Copy out the items from the line containing "Provide the outline of each instance of the overcast" through the line containing "[[[0,113],[211,302],[567,279],[972,135],[972,2],[2,0]]]", inclusive, changing "overcast sky" to "cloudy sky" and leaving everything else as it is.

--------

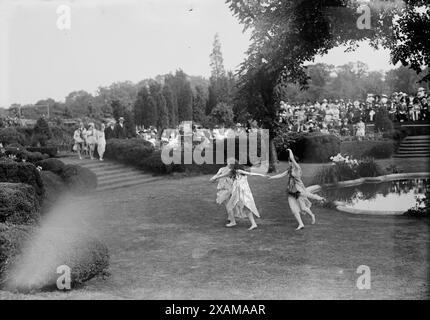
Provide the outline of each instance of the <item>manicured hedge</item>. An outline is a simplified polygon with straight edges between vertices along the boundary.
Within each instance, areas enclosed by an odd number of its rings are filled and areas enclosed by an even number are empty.
[[[24,148],[24,147],[10,147],[10,146],[8,146],[5,149],[5,154],[7,156],[9,156],[9,155],[15,156],[16,160],[19,162],[28,161],[31,163],[36,163],[38,161],[41,161],[43,159],[48,158],[48,155],[46,155],[46,154],[43,155],[40,152],[30,152],[30,151],[27,151],[26,148]]]
[[[388,159],[391,158],[395,150],[392,141],[379,142],[364,153],[365,157],[372,157],[375,159]]]
[[[153,145],[143,139],[109,139],[106,144],[105,158],[139,165],[142,159],[154,152]]]
[[[18,132],[15,128],[9,127],[0,129],[0,143],[3,144],[3,146],[7,146],[11,143],[24,145],[27,141],[25,135]]]
[[[44,171],[51,171],[58,175],[61,175],[66,167],[63,161],[53,158],[39,161],[36,163],[36,166],[41,167]]]
[[[395,151],[393,140],[385,141],[344,141],[341,144],[341,153],[355,159],[372,157],[376,159],[390,158]]]
[[[65,229],[45,229],[43,237],[34,241],[36,229],[29,226],[0,224],[0,286],[8,290],[56,289],[57,267],[66,265],[71,270],[72,286],[82,284],[95,276],[105,275],[109,266],[108,248],[98,239],[85,234],[73,234]],[[30,256],[20,255],[31,241]],[[34,261],[28,265],[22,261]],[[46,262],[49,261],[49,264]],[[41,267],[42,266],[42,267]],[[28,269],[28,271],[27,271]],[[14,272],[29,273],[35,280],[17,283]],[[22,278],[22,277],[21,277]],[[9,281],[6,281],[6,280]],[[24,278],[25,279],[25,278]]]
[[[31,185],[40,203],[45,195],[40,172],[32,163],[0,160],[0,182],[26,183]]]
[[[51,171],[40,172],[45,187],[45,198],[43,200],[42,211],[49,210],[60,197],[69,191],[64,180],[57,174]]]
[[[55,158],[57,156],[58,148],[56,146],[48,147],[26,147],[27,151],[30,152],[40,152],[42,154],[47,154],[50,158]]]
[[[340,153],[340,139],[329,134],[299,136],[290,149],[302,162],[329,162],[330,157]]]
[[[39,220],[39,201],[30,185],[0,183],[0,223],[30,224]]]
[[[87,193],[97,188],[97,176],[90,169],[81,166],[65,165],[61,177],[67,187],[76,193]]]

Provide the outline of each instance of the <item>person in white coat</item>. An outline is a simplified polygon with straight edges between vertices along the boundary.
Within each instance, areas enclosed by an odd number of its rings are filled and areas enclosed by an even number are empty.
[[[99,154],[99,160],[103,161],[103,156],[106,151],[106,137],[105,137],[105,124],[102,123],[100,130],[97,131],[97,153]]]

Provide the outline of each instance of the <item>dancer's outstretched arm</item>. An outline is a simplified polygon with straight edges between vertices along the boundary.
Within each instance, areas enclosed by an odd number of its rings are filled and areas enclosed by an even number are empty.
[[[271,176],[271,177],[269,176],[269,180],[280,179],[280,178],[286,177],[287,175],[288,175],[288,170],[286,170],[280,174],[277,174],[275,176]]]
[[[290,153],[290,160],[291,160],[291,162],[293,163],[293,165],[294,165],[296,168],[299,168],[299,169],[300,169],[299,164],[296,162],[296,159],[294,158],[293,151],[292,151],[291,149],[288,149],[288,152]]]
[[[223,174],[216,174],[214,175],[209,181],[216,181],[218,179],[228,177],[230,175],[230,171],[224,172]]]
[[[259,177],[267,177],[266,174],[262,174],[262,173],[255,173],[255,172],[248,172],[245,170],[237,170],[237,172],[239,172],[240,174],[244,174],[246,176],[259,176]]]

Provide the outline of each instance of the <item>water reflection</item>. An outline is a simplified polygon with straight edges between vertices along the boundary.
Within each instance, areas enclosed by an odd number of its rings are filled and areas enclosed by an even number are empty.
[[[328,200],[344,202],[354,209],[407,211],[429,191],[430,179],[407,179],[323,189],[321,194]]]

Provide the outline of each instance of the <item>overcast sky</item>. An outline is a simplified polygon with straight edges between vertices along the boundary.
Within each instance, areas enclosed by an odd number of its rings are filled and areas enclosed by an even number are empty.
[[[59,30],[56,10],[71,8],[71,29]],[[182,68],[208,77],[219,33],[226,69],[243,61],[249,37],[224,0],[0,0],[0,107],[64,100],[116,81],[140,81]],[[387,52],[368,46],[332,50],[315,62],[361,60],[388,70]]]

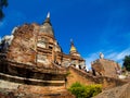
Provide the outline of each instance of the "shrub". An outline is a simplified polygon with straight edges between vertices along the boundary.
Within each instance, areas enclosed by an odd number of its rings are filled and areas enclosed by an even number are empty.
[[[102,91],[102,86],[96,85],[81,85],[80,83],[74,83],[68,90],[76,96],[76,98],[90,98]]]

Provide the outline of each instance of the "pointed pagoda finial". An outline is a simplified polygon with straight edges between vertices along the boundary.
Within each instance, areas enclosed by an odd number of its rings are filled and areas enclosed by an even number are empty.
[[[50,23],[50,12],[48,12],[47,19],[44,20],[44,22],[43,22],[42,24],[44,24],[44,23]],[[50,23],[50,24],[51,24],[51,23]]]
[[[47,14],[47,19],[50,19],[50,12],[48,12],[48,14]]]
[[[74,45],[74,40],[73,40],[73,38],[70,38],[70,45]]]

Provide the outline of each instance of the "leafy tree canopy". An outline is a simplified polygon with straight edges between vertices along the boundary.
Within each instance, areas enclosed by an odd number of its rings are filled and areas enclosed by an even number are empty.
[[[123,66],[127,71],[130,71],[130,56],[126,56],[123,59]]]
[[[8,7],[8,0],[0,0],[0,20],[4,17],[3,7]]]

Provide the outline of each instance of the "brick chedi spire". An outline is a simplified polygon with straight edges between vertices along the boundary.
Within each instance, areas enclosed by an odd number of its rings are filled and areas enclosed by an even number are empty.
[[[80,54],[78,53],[76,47],[74,46],[73,39],[70,40],[70,50],[69,50],[69,53],[70,53],[72,56],[79,56],[79,57],[80,57]]]
[[[54,35],[54,30],[50,22],[50,12],[48,12],[47,19],[44,20],[44,22],[42,23],[40,27],[40,33],[46,33],[52,36]]]

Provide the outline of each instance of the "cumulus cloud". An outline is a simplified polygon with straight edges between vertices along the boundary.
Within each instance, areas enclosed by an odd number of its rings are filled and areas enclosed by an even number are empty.
[[[96,60],[98,58],[99,58],[99,52],[91,53],[86,58],[86,64],[89,70],[91,70],[91,62]]]
[[[120,52],[112,52],[110,54],[106,56],[108,59],[113,59],[115,61],[120,61],[125,58],[125,56],[130,54],[130,48],[127,48]]]
[[[6,25],[5,20],[0,21],[0,28],[3,28]]]

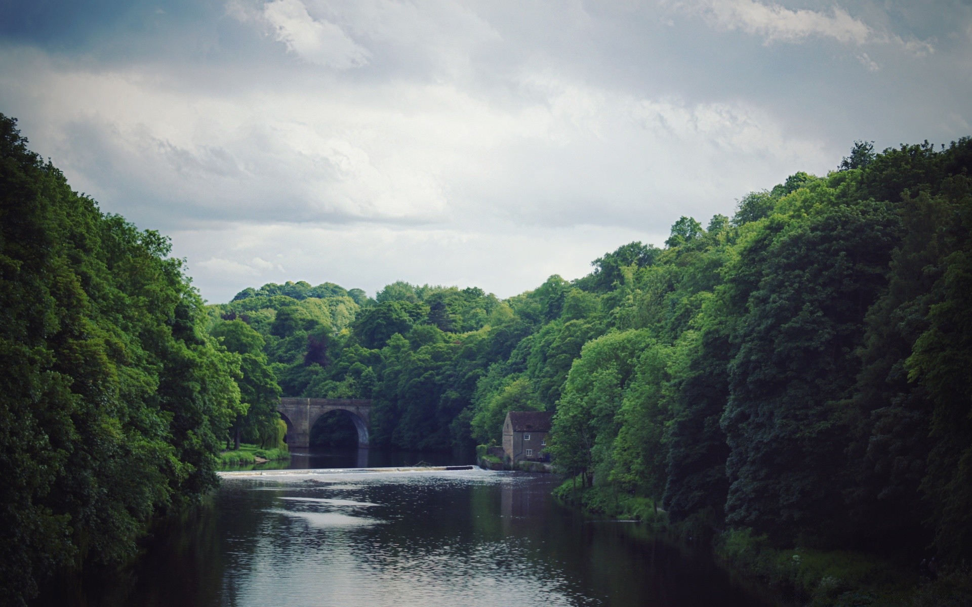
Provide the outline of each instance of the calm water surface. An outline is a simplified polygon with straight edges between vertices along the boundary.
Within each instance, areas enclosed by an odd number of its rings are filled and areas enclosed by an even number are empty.
[[[765,604],[704,554],[558,505],[557,482],[478,468],[225,479],[209,507],[157,529],[131,572],[70,602]]]

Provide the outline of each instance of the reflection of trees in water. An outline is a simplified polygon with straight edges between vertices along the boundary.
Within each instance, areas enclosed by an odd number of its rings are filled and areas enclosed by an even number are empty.
[[[310,430],[311,447],[358,447],[358,430],[348,414],[331,411],[321,416]]]

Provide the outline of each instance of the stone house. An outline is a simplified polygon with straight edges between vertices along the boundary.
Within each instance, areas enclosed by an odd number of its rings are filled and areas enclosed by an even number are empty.
[[[503,459],[509,464],[517,461],[550,461],[543,453],[550,433],[552,411],[510,411],[503,422]]]

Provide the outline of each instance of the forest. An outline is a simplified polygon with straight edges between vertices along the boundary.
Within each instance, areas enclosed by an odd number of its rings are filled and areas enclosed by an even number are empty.
[[[227,441],[275,435],[281,395],[371,398],[372,444],[414,450],[551,410],[566,478],[675,523],[972,556],[972,139],[857,142],[506,299],[289,282],[212,305],[26,143],[0,117],[3,591],[130,558]]]

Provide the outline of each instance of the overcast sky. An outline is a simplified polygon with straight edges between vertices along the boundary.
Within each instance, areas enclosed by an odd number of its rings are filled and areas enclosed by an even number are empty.
[[[0,113],[211,302],[567,279],[972,135],[972,2],[2,0]]]

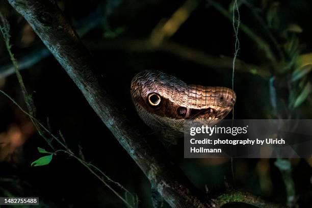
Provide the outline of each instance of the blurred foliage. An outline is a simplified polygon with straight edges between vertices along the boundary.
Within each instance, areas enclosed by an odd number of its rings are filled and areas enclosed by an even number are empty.
[[[19,61],[21,54],[30,55],[33,46],[40,45],[41,42],[6,1],[0,1],[0,11],[11,25],[12,50]],[[222,69],[218,67],[224,64],[220,59],[209,62],[208,67],[202,64],[206,57],[202,55],[232,57],[233,3],[226,0],[58,1],[94,55],[99,76],[105,70],[106,75],[112,77],[112,91],[120,92],[116,99],[125,104],[125,113],[134,118],[134,125],[141,123],[132,105],[128,84],[138,71],[157,69],[176,74],[187,83],[230,85],[231,60],[228,67]],[[308,0],[239,0],[238,5],[241,20],[238,58],[249,68],[236,71],[236,118],[310,118],[311,3]],[[168,26],[170,24],[173,24],[174,30],[170,30],[172,28]],[[146,44],[155,40],[153,37],[157,37],[158,44],[153,45],[154,47]],[[9,58],[6,57],[4,43],[0,42],[0,61],[4,65]],[[177,52],[176,48],[181,47],[173,47],[167,42],[192,50],[186,50],[184,56],[179,56],[181,51],[177,49]],[[144,47],[145,44],[148,46]],[[162,46],[167,47],[166,50],[162,50]],[[87,160],[100,164],[106,173],[113,175],[132,192],[137,193],[139,198],[135,199],[125,192],[123,197],[128,203],[138,200],[139,207],[151,207],[150,186],[145,176],[102,126],[54,59],[43,59],[46,55],[38,59],[39,55],[35,54],[36,61],[27,65],[29,70],[22,74],[29,91],[35,91],[32,94],[38,103],[38,119],[46,120],[48,116],[48,123],[52,126],[48,128],[53,132],[64,129],[66,142],[73,151],[79,152],[81,146],[77,144],[81,144]],[[190,62],[186,57],[195,58]],[[247,63],[252,63],[252,67]],[[113,82],[116,79],[120,80],[118,86]],[[22,102],[15,77],[0,79],[0,89],[13,95],[18,103]],[[0,97],[0,151],[10,155],[0,163],[1,195],[40,196],[49,207],[81,204],[124,207],[108,189],[72,160],[57,160],[57,163],[46,167],[31,168],[29,164],[38,159],[37,147],[45,149],[48,147],[33,131],[26,134],[25,129],[34,126],[25,125],[22,114],[17,111],[6,98]],[[10,127],[12,124],[17,127]],[[15,147],[12,141],[16,141],[13,139],[17,138],[18,133],[23,140]],[[2,140],[10,141],[11,146],[5,145]],[[170,147],[168,151],[191,180],[204,191],[222,192],[229,184],[235,184],[272,201],[288,202],[293,206],[312,205],[310,159],[234,160],[233,181],[229,161],[185,160],[180,156],[183,148]],[[5,148],[8,150],[5,151]],[[49,153],[42,149],[39,152]],[[76,198],[82,201],[77,202]]]

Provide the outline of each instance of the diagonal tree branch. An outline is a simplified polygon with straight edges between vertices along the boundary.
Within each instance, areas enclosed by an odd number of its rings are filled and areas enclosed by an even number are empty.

--------

◆ Completed exercise
Provide the outline of each instance of the cloudy sky. An outline is a simplified polygon with straight edges between vertices along the boundary.
Within each instance, areas enclosed by an odd number of its rings are filled and areas enclosed by an even number are empty.
[[[0,113],[211,302],[567,279],[972,135],[972,2],[2,0]]]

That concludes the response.